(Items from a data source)
-------

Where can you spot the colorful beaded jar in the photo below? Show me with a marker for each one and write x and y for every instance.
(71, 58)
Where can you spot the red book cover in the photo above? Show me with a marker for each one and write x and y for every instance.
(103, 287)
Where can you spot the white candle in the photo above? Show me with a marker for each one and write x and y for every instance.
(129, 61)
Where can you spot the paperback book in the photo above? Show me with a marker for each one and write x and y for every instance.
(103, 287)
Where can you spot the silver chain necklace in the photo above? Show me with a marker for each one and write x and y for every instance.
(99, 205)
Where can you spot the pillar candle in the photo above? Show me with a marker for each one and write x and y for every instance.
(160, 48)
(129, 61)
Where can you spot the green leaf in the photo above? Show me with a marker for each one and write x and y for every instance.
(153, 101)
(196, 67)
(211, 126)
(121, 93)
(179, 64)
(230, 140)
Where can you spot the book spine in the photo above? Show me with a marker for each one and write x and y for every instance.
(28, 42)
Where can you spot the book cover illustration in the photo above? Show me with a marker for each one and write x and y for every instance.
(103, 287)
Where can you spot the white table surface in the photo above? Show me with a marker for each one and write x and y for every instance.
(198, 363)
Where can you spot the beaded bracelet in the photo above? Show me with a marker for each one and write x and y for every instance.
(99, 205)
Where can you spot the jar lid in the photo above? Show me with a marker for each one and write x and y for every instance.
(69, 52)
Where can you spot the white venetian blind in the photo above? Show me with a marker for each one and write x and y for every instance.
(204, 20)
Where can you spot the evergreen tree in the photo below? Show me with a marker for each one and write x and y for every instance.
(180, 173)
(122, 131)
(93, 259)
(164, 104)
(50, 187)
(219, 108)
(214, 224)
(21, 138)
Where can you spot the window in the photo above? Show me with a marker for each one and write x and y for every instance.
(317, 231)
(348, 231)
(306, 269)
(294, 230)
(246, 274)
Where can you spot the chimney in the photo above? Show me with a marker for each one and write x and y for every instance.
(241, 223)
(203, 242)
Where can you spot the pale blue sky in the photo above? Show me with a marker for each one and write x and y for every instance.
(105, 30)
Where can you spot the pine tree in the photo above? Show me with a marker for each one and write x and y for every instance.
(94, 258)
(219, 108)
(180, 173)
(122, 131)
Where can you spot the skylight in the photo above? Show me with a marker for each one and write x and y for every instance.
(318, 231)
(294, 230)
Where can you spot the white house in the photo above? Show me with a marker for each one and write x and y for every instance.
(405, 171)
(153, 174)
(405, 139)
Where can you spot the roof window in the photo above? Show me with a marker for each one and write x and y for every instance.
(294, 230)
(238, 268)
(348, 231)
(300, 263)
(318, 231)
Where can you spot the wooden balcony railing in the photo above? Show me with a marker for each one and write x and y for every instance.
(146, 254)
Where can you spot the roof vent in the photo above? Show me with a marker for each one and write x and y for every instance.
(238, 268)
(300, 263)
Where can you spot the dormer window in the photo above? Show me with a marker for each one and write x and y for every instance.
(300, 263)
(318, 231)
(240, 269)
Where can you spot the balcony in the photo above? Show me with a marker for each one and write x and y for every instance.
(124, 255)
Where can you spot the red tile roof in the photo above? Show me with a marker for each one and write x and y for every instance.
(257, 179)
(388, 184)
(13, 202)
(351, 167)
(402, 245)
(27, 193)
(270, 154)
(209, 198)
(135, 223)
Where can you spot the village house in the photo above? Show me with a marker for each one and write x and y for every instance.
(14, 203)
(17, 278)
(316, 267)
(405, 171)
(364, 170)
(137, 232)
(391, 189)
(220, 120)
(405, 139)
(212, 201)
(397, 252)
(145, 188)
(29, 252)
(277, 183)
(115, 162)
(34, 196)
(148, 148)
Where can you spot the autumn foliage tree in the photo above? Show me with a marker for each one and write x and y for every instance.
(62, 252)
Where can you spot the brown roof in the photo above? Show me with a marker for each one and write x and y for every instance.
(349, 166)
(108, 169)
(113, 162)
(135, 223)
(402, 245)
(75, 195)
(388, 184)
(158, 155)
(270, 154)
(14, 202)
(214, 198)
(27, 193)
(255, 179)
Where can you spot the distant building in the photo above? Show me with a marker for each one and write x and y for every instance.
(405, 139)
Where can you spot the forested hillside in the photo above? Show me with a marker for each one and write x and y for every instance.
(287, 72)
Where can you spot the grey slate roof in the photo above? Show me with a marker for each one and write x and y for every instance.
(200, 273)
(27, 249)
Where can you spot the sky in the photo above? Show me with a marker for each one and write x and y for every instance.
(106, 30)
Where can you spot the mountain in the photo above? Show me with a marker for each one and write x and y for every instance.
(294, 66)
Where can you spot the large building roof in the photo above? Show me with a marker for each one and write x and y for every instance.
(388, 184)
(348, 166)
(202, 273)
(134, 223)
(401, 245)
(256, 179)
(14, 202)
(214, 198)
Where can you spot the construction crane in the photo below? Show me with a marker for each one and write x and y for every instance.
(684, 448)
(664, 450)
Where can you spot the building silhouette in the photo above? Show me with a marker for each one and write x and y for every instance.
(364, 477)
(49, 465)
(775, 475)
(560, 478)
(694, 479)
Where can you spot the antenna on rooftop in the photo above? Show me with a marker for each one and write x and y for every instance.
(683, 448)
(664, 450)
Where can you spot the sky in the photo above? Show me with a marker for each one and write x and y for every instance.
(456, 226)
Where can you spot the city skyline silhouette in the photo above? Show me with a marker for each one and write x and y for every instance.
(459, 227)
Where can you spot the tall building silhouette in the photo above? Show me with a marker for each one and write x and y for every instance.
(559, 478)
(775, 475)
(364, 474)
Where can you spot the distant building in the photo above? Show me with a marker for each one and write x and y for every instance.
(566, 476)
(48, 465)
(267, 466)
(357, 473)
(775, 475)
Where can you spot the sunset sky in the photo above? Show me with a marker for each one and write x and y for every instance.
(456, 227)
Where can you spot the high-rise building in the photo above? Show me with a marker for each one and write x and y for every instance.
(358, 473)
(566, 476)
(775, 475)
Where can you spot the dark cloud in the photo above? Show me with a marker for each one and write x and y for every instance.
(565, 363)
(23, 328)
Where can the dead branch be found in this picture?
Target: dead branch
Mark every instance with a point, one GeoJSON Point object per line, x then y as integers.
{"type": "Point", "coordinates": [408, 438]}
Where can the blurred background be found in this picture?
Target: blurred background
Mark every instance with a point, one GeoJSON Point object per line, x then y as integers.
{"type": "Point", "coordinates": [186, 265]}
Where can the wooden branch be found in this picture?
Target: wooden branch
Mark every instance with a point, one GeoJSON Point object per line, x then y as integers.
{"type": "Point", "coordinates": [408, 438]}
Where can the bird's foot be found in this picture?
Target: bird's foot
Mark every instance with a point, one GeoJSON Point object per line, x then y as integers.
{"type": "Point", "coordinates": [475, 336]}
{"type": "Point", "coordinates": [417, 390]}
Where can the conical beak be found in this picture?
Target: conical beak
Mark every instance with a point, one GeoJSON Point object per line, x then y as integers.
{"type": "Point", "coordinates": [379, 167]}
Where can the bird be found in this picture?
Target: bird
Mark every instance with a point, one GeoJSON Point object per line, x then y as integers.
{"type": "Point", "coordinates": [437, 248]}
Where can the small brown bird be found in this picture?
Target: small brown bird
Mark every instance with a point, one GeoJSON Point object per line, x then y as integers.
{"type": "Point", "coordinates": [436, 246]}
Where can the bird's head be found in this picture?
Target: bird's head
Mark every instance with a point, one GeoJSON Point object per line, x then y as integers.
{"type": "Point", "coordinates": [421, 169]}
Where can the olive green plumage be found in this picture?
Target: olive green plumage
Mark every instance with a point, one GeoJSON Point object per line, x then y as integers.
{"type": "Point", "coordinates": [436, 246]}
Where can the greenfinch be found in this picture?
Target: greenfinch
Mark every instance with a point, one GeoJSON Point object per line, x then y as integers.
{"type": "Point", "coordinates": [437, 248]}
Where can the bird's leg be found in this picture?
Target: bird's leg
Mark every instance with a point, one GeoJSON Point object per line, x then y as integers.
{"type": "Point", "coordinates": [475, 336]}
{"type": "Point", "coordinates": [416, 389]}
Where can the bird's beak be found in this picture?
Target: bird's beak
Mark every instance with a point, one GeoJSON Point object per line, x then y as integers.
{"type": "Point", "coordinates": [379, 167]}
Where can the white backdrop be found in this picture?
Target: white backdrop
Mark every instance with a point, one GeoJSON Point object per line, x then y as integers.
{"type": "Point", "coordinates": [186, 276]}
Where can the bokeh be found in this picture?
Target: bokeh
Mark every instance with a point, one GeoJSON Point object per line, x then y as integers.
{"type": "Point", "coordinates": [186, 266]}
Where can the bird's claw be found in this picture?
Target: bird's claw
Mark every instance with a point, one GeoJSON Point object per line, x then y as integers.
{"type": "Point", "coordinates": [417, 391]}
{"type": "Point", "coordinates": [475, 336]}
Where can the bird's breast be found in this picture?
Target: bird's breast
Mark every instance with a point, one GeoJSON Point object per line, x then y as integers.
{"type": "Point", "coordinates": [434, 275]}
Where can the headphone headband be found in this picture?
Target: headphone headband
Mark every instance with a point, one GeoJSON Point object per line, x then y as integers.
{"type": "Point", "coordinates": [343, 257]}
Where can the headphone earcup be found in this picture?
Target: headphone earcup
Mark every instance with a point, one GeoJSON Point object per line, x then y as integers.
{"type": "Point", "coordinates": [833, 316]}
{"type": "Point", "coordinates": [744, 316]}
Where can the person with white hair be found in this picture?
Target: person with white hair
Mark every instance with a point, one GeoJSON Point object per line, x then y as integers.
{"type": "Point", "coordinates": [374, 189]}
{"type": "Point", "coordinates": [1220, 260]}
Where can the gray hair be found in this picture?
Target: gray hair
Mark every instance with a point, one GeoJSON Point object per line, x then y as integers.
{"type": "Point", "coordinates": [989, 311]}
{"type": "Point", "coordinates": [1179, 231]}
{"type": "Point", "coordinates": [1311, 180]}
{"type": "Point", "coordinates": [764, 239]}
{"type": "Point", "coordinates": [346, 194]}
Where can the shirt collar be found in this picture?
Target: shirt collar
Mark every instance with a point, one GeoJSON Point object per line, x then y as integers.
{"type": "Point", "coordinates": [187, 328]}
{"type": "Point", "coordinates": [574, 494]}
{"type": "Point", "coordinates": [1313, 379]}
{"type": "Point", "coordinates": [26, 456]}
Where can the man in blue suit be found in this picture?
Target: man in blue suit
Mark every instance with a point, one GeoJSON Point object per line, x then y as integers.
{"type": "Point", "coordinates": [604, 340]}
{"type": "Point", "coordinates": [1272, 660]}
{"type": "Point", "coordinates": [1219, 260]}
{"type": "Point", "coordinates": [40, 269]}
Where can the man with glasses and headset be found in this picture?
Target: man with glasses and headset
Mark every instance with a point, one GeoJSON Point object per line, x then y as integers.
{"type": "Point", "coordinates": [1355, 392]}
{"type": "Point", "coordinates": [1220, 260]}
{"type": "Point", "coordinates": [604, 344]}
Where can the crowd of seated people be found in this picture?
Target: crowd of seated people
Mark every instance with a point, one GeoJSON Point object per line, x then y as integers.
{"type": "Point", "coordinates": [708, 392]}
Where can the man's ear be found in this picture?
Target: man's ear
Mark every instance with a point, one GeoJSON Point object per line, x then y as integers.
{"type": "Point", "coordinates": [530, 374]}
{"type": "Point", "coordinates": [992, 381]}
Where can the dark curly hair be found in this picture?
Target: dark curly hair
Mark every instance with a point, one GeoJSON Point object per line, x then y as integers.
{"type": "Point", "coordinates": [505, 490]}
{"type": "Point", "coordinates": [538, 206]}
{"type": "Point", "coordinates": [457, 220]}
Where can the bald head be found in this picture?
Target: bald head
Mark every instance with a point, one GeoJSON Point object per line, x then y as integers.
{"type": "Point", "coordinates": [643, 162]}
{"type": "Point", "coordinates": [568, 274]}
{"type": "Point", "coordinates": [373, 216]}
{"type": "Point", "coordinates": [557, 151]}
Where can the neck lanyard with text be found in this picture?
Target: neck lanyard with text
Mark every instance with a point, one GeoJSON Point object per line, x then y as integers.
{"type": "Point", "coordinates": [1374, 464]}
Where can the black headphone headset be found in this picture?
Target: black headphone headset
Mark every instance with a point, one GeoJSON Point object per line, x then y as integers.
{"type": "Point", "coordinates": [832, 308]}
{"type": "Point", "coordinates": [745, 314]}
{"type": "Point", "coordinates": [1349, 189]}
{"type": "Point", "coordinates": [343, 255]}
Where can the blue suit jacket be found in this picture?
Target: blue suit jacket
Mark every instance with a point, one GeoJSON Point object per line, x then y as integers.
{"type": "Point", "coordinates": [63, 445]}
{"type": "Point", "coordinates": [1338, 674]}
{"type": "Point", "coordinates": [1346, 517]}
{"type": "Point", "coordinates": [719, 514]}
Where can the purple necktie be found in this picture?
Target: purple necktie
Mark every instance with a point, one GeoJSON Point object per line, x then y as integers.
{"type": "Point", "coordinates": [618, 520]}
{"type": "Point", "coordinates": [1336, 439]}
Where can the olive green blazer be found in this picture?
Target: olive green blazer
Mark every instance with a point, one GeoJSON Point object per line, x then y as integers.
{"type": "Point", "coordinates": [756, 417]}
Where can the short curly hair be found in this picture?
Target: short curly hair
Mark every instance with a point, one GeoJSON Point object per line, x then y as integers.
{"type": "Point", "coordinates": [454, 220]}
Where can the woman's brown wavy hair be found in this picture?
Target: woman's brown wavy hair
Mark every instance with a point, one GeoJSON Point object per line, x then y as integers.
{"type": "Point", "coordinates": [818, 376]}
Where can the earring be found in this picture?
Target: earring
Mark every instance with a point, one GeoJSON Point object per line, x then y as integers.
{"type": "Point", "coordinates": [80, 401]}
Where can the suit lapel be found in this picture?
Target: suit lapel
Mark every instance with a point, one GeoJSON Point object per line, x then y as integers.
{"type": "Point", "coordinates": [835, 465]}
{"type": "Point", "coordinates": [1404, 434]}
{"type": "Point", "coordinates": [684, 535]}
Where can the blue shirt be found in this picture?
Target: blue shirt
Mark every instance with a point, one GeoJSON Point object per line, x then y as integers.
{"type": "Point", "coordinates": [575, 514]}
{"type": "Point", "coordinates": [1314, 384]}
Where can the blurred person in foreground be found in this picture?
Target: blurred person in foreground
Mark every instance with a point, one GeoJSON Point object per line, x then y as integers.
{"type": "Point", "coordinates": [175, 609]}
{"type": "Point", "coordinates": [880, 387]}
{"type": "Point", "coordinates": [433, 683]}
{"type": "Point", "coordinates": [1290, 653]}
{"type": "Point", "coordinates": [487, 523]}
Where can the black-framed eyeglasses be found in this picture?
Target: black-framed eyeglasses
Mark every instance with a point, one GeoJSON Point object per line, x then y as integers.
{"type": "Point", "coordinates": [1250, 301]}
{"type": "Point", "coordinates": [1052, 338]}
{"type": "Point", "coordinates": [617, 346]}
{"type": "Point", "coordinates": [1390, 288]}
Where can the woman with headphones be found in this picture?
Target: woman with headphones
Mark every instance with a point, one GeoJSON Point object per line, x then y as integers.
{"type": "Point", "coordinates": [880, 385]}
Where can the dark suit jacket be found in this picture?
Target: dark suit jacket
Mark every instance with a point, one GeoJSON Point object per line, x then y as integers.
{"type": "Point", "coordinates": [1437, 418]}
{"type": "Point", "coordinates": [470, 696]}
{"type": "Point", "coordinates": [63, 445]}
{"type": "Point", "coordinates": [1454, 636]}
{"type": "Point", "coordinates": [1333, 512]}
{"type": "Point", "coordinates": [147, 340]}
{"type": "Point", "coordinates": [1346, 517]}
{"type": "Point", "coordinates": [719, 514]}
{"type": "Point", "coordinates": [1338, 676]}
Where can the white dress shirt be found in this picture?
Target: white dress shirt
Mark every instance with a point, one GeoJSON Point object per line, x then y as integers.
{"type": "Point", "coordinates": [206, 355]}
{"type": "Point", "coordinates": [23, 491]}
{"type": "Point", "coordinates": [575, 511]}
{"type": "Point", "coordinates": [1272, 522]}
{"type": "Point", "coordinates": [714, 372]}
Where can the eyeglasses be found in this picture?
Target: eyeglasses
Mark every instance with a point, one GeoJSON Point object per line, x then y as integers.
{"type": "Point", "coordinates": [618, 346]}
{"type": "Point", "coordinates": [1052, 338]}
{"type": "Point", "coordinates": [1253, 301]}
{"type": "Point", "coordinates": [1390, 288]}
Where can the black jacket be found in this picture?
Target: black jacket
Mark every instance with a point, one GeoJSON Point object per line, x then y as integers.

-------

Exercise requirements
All that is needed is the exact run of lines above from the line containing "Target: gray hair" through the line containing "Target: crowd of seated people", both of them included.

Answer
Target: gray hair
Mark every instance with a point, one GeoJSON Point object per line, x then y as integers.
{"type": "Point", "coordinates": [989, 311]}
{"type": "Point", "coordinates": [1179, 231]}
{"type": "Point", "coordinates": [1311, 180]}
{"type": "Point", "coordinates": [764, 239]}
{"type": "Point", "coordinates": [346, 194]}
Where can the shirt collar be found in this picture?
Target: shirt collar
Mark every instance with a point, one GeoJSON Point object per line, x then y as integers.
{"type": "Point", "coordinates": [187, 328]}
{"type": "Point", "coordinates": [574, 494]}
{"type": "Point", "coordinates": [1313, 379]}
{"type": "Point", "coordinates": [26, 456]}
Where can the man in blue suit be found in this picture?
Target: man in blue suit
Mark every instance with a point, one GeoJSON Point object per line, x then y as integers.
{"type": "Point", "coordinates": [604, 340]}
{"type": "Point", "coordinates": [1272, 660]}
{"type": "Point", "coordinates": [1219, 260]}
{"type": "Point", "coordinates": [40, 269]}
Where can the man with glasses and headset be found in this picture?
Target: man with glasses and headset
Mark every instance with a point, one GeoJSON Point object per line, x then y as integers.
{"type": "Point", "coordinates": [1355, 392]}
{"type": "Point", "coordinates": [1220, 260]}
{"type": "Point", "coordinates": [604, 344]}
Where can the crowd of seated people be found in this picture?
Target: crowd of seated people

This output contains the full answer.